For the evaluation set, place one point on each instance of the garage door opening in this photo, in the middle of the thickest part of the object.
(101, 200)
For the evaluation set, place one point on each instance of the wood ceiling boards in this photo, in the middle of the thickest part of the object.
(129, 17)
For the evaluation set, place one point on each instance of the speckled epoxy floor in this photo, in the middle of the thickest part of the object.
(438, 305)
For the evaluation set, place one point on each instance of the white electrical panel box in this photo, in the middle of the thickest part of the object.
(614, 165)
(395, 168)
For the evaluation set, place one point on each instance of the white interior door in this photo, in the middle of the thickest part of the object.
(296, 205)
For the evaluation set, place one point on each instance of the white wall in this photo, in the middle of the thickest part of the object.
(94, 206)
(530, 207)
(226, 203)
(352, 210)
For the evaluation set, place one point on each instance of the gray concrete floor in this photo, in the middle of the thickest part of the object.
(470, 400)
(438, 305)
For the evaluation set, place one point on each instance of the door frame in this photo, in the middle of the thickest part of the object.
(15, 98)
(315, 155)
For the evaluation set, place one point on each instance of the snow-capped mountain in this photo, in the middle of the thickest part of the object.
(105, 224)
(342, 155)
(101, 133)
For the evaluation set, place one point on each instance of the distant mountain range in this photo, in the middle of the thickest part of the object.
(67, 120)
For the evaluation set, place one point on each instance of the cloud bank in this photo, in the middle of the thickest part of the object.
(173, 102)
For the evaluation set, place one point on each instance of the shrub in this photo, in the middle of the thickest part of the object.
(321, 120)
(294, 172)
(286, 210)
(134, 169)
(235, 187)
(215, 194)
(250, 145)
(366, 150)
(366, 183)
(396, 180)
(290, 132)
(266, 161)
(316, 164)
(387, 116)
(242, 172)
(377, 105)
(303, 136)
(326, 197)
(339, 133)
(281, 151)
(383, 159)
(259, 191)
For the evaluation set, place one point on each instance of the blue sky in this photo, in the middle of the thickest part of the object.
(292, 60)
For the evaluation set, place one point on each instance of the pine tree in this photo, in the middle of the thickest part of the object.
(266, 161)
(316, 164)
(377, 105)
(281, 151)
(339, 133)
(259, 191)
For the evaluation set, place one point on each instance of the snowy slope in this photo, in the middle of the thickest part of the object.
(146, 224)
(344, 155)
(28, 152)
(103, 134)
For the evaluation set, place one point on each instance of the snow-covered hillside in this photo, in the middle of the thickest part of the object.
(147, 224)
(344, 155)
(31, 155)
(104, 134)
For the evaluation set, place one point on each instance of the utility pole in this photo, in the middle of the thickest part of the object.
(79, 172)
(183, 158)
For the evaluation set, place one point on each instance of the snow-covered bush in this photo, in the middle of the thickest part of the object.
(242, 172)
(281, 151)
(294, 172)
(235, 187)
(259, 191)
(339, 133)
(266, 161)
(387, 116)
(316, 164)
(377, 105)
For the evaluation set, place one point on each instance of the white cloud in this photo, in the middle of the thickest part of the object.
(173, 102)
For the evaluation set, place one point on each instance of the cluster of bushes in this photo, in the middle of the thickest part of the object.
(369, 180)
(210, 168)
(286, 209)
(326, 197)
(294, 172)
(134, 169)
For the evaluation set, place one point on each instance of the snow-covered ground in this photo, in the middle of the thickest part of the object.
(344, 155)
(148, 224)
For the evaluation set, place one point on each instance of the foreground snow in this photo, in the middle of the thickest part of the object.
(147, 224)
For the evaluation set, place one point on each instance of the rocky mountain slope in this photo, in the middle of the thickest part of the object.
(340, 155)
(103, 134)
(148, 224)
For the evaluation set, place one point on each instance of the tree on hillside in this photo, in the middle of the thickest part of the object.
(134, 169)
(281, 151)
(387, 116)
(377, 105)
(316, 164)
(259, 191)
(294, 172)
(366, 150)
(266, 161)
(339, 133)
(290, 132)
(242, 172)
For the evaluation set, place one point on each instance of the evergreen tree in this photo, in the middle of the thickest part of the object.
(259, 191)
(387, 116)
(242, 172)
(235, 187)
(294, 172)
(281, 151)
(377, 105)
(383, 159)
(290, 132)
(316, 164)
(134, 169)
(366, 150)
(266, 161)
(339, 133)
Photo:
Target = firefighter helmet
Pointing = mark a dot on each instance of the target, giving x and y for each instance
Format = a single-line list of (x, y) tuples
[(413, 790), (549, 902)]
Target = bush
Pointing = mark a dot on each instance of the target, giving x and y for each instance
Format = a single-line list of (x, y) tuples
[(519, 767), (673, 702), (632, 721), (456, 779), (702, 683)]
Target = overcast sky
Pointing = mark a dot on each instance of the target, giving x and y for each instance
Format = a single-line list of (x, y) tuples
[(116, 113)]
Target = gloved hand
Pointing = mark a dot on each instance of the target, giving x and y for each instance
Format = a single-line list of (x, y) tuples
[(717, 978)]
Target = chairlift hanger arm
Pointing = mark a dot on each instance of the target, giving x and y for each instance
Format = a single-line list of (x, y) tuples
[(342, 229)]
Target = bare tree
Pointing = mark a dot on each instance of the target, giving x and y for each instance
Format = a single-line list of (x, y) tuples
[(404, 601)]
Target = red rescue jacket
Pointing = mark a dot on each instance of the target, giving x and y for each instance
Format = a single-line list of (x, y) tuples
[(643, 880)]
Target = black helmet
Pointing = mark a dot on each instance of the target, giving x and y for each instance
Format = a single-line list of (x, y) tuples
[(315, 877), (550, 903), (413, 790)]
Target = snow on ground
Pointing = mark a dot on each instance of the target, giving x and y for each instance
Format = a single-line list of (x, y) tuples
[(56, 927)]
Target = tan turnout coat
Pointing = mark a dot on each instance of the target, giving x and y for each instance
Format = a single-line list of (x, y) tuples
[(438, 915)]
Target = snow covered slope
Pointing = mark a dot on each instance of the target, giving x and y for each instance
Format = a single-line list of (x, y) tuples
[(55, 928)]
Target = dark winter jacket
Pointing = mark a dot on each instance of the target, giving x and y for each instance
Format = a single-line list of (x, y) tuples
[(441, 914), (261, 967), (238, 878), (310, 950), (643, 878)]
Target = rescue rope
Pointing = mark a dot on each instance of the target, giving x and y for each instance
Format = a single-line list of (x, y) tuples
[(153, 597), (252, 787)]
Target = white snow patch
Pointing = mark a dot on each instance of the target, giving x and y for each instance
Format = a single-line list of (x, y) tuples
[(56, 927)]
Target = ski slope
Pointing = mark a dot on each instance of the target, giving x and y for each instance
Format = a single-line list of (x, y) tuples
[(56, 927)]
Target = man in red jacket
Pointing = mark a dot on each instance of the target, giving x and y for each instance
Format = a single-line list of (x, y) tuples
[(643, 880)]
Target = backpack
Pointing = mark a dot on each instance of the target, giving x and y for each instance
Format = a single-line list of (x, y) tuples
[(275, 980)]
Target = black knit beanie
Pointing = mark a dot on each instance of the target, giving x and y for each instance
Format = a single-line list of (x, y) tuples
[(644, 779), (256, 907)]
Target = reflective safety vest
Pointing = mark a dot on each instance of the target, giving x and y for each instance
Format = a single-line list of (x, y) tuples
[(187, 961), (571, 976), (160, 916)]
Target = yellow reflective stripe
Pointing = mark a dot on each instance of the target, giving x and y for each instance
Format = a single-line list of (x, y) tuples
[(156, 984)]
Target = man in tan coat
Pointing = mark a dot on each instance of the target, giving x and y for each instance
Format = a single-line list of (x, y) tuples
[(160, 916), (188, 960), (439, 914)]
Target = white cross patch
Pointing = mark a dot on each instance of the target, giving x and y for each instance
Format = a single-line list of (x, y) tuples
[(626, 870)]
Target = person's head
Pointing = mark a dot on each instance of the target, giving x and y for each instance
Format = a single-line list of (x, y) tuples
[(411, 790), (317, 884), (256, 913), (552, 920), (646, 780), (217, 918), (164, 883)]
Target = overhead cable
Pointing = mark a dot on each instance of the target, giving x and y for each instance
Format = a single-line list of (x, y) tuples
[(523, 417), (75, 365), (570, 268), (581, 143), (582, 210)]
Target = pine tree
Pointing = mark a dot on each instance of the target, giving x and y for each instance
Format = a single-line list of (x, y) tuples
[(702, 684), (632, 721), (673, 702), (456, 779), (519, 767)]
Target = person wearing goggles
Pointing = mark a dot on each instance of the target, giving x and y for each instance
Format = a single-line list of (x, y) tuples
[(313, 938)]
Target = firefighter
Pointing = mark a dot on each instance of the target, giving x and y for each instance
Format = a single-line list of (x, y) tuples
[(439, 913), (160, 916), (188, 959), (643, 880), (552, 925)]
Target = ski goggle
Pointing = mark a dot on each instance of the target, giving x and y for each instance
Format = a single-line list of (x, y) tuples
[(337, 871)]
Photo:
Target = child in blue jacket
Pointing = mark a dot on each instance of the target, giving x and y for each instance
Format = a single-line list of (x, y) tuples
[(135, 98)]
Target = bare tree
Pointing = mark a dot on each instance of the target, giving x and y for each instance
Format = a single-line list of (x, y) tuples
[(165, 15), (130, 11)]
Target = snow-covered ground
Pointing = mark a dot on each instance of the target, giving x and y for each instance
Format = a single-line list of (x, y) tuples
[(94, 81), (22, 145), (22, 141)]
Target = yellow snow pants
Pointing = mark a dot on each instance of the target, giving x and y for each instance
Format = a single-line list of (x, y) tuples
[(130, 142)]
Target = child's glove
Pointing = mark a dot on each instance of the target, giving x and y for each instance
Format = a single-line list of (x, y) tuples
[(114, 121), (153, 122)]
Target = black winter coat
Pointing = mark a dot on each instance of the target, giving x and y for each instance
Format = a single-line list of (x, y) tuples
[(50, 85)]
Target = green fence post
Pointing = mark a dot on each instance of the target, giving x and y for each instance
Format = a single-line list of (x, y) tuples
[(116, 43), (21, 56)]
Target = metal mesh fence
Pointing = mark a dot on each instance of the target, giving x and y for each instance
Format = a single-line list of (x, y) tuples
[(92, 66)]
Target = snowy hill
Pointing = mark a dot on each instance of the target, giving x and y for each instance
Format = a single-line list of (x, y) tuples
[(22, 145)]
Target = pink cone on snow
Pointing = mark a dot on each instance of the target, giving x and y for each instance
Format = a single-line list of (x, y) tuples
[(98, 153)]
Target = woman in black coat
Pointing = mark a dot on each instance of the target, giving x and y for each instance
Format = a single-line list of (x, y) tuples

Stated problem
Express the material starting at the line containing "Target = tan turnout coat" and ending at the line containing "[(156, 984)]" as a two-column CSV with the columns request and points. Each text and the answer that follows it form one row, and each goes in a single quoted field with line breaks replaced by spaces.

Solved exercise
request,points
"Target = tan turnout coat Pointing = mark a dot on each instance of the target, giving x and y for each instance Format = a single-line list of (x, y) tuples","[(438, 915)]"
"Target = snow covered slope Pointing = mark a dot on each instance of the target, giving x and y for each instance Format = a single-line list of (x, y) tuples","[(55, 928)]"
"Target = dark winter jacket Pointing = mark a dot on each instance of the target, giving x and y for each instance Format = a single-line list of (x, y) tuples","[(441, 914), (261, 967), (238, 878), (310, 950), (643, 878)]"
"Target = rescue rope Pointing = mark a dot on each instance of the target, giving x and y for each instance Format = a single-line list of (x, y) tuples","[(153, 597), (252, 787)]"
"Target = white snow patch Pointing = mark a dot on each instance of the target, giving x and y for each instance Format = a single-line list of (x, y) tuples","[(56, 927)]"
"Target = ski slope Pointing = mark a dot on each instance of the target, giving x and y for each instance Format = a single-line list of (x, y) tuples","[(56, 927)]"
"Target = man in red jacket Pointing = mark a dot on each instance of the target, giving x and y for each instance Format = a single-line list of (x, y) tuples","[(643, 880)]"
"Target = backpack Pointing = mark a dot on each instance of the target, giving x and y for each instance Format = a single-line list of (x, y) tuples","[(275, 980)]"
"Target = black knit beanie Pointing = mark a dot on each instance of the target, giving x and y for each instance Format = a single-line list of (x, y) tuples","[(644, 779), (256, 907)]"
"Target = reflective safety vest Pointing = mark a dot on each instance of the target, giving x and y for each instance Format = a single-line list of (x, y) tuples","[(187, 961), (571, 976), (160, 916)]"
"Target = yellow reflective stripe Pointing = mark a dot on each instance of the target, giving x and y for each instance Format = a single-line list of (x, y) tuples","[(156, 984)]"